-- WORK REQUEST --
If a line in the data below includes the string "black", please return a copy of it.

-- GIVEN INFORMATION --
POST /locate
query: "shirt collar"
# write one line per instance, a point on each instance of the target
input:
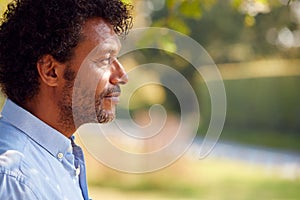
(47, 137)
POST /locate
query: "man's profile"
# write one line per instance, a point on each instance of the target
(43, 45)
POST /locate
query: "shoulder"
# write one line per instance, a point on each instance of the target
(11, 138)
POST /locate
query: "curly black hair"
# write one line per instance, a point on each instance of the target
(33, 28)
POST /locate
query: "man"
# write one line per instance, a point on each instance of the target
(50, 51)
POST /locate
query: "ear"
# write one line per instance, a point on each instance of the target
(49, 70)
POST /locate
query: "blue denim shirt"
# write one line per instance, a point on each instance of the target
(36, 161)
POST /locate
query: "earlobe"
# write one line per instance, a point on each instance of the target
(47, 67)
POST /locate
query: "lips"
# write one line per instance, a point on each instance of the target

---

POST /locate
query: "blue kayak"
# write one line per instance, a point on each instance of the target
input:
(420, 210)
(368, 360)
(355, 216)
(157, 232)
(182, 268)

==

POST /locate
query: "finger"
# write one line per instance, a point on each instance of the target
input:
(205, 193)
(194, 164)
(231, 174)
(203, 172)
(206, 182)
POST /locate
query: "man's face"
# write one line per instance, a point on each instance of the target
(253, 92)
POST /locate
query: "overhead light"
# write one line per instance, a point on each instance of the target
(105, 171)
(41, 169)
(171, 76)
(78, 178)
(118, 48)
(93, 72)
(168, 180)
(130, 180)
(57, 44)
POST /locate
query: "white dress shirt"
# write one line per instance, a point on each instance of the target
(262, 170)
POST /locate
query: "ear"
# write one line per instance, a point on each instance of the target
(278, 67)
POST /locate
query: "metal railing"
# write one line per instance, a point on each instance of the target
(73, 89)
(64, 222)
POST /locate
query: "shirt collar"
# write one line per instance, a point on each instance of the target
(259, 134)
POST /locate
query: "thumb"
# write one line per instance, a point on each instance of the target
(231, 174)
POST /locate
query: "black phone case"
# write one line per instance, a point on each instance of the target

-- SOLUTION --
query: "curly black hair"
query: "black phone case"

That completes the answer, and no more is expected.